**EXERCISE GOAL:** Locate every line in the listing below that contains the string "dark", and copy each of those lines out. Case counts.

Position identification records
****
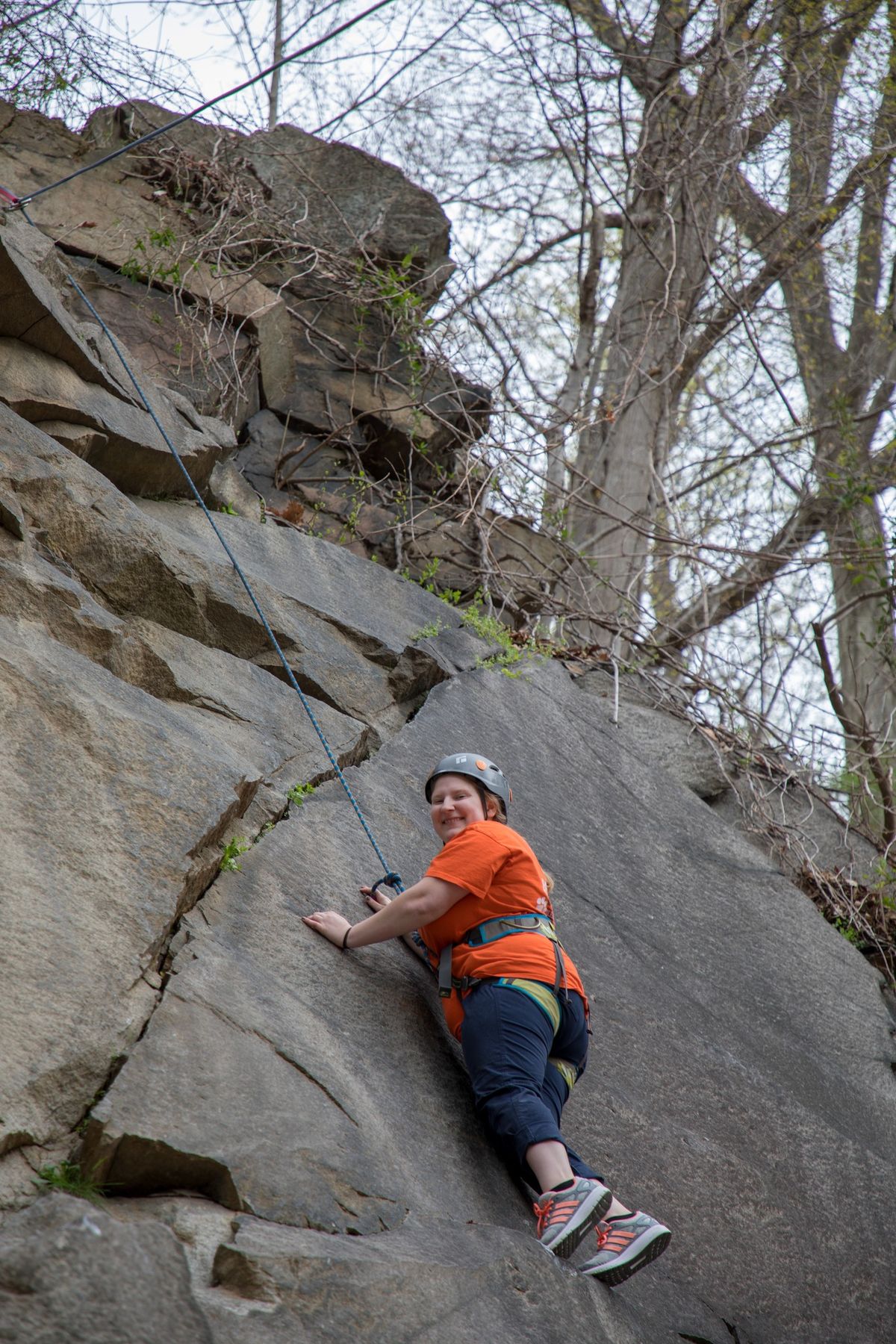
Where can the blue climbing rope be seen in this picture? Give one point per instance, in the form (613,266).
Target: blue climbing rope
(391,880)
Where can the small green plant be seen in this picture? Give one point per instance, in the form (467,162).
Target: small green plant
(69,1179)
(848,932)
(233,850)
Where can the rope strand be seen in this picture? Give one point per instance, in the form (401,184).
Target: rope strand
(391,878)
(20,202)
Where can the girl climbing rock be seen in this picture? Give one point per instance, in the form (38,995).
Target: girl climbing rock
(481,917)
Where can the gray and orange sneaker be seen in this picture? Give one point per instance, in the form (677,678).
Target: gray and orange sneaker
(626,1245)
(567,1216)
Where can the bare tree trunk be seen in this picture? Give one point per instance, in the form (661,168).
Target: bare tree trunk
(273,104)
(688,147)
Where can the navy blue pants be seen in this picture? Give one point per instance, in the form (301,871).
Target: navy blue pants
(519,1095)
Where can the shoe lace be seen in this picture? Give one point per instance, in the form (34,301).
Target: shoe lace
(613,1238)
(551,1210)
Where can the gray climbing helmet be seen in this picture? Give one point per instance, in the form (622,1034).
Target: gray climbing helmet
(477,768)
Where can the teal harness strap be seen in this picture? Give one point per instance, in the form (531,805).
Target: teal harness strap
(491,930)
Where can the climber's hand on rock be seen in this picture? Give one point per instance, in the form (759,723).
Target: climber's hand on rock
(378,900)
(328,922)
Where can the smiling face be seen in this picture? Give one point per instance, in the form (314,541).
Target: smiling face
(454,806)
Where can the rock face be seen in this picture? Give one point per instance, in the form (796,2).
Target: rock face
(284,1133)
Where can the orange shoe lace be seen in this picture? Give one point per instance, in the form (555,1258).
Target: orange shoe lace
(613,1238)
(555,1210)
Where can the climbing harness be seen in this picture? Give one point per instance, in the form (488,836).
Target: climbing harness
(491,930)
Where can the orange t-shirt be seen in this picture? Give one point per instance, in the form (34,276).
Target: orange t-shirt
(501,877)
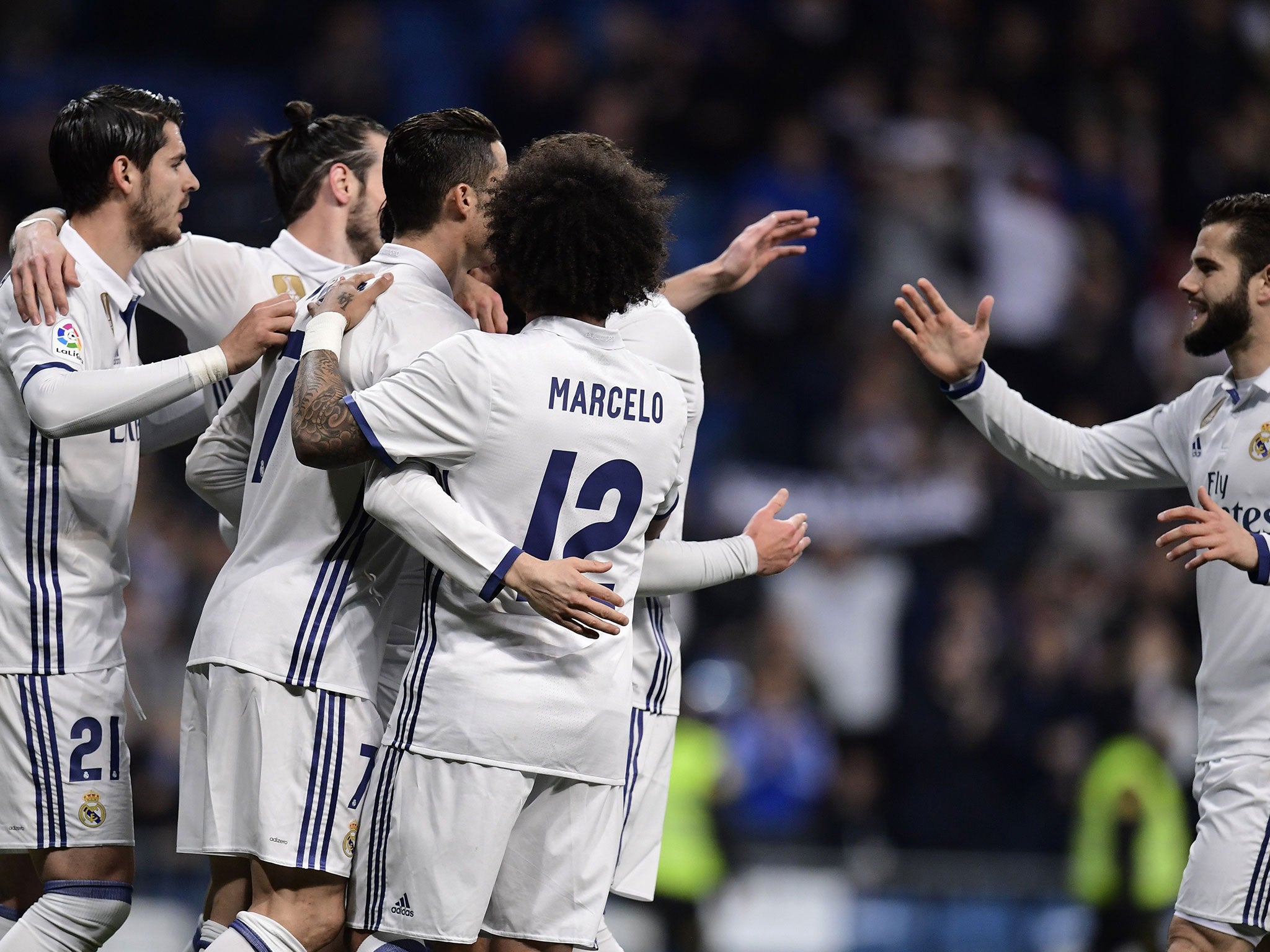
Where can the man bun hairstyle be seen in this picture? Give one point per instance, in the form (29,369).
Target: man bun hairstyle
(299,157)
(91,133)
(577,229)
(1250,240)
(426,156)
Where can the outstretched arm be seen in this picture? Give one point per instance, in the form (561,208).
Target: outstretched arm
(752,250)
(323,427)
(1146,450)
(766,547)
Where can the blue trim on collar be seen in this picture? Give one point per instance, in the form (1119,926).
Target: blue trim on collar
(368,433)
(957,392)
(1261,574)
(495,580)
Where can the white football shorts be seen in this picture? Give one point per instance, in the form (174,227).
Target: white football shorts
(64,764)
(648,782)
(451,850)
(272,771)
(1227,878)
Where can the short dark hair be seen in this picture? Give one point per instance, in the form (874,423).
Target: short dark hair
(1250,240)
(426,156)
(577,229)
(91,133)
(299,157)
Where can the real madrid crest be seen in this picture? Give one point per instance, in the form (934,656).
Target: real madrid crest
(92,810)
(1260,446)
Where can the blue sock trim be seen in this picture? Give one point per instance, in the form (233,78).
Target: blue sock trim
(92,889)
(248,933)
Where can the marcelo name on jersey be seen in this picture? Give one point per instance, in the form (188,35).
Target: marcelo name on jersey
(598,400)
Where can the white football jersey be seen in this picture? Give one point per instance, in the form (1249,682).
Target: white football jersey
(1215,436)
(561,437)
(299,597)
(658,332)
(206,286)
(65,503)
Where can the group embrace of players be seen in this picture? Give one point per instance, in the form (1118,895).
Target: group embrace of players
(414,708)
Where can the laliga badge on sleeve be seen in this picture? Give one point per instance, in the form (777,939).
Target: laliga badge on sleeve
(68,342)
(1260,446)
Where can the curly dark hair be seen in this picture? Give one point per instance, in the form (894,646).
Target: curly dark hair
(1250,214)
(92,131)
(577,229)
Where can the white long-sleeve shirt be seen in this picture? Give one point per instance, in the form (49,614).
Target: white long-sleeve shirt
(70,399)
(1215,436)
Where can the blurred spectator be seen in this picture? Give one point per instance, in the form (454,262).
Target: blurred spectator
(845,610)
(1130,843)
(780,751)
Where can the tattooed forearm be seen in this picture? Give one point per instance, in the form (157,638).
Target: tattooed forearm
(323,428)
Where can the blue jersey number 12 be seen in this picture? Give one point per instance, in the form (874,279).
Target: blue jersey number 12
(621,475)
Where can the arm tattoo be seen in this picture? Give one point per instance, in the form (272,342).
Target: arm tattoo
(323,428)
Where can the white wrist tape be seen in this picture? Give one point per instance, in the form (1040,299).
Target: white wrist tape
(326,333)
(24,223)
(208,366)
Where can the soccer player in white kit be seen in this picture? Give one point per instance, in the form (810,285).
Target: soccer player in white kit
(497,801)
(327,177)
(326,174)
(71,400)
(404,500)
(280,720)
(1213,439)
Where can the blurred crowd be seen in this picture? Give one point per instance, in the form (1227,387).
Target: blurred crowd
(940,669)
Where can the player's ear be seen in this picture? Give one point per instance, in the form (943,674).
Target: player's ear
(464,197)
(123,174)
(340,179)
(1261,286)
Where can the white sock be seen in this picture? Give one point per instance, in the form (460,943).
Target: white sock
(73,915)
(253,932)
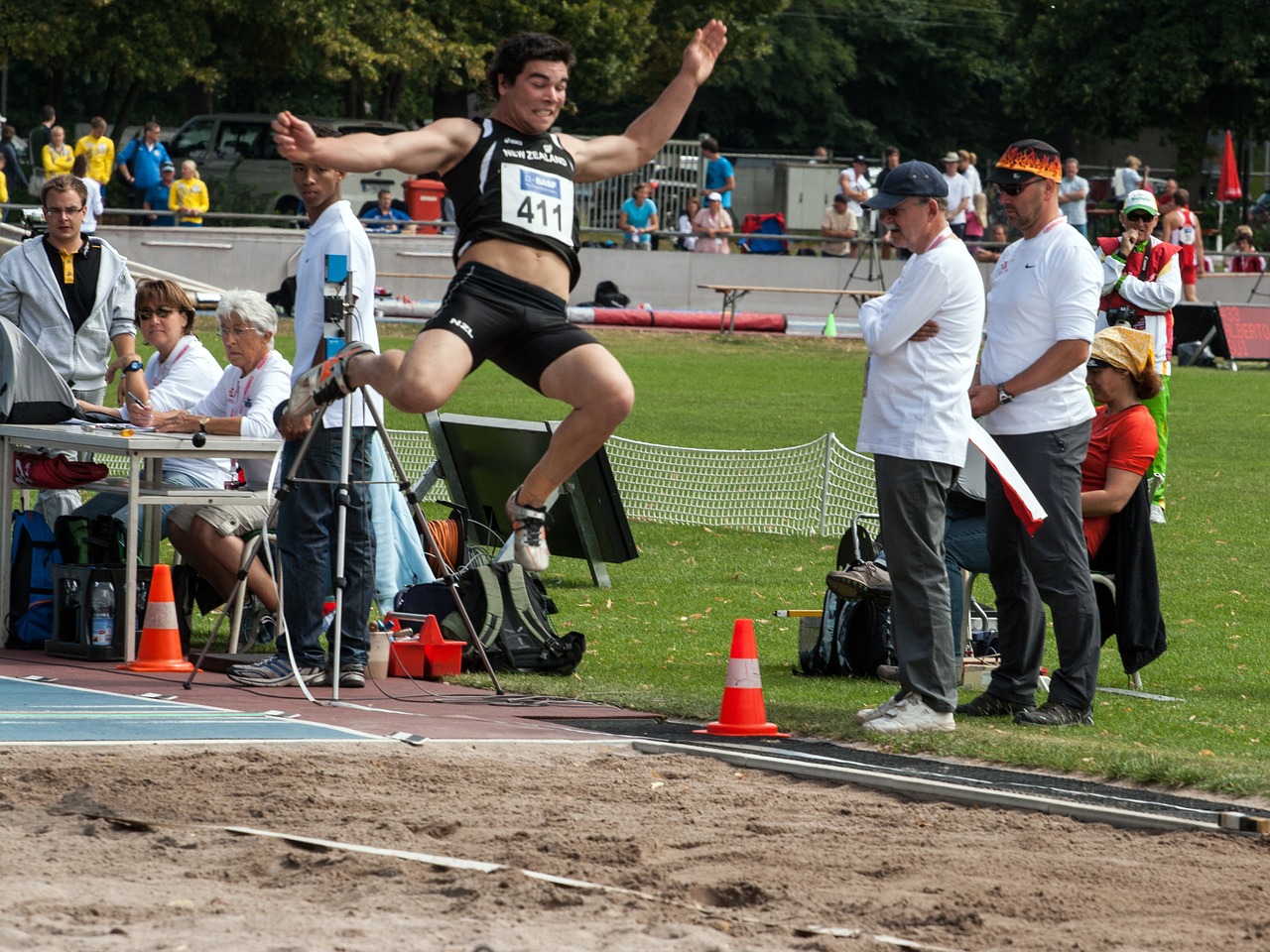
****
**THE RESULT:**
Where can the short dark hair be seen in this picture? Give one point per instance, in the form (874,423).
Target: short dark hair
Where can the curly dark hair be seen in this picture? Give one point per instance, in the form (894,646).
Target: curly dark hair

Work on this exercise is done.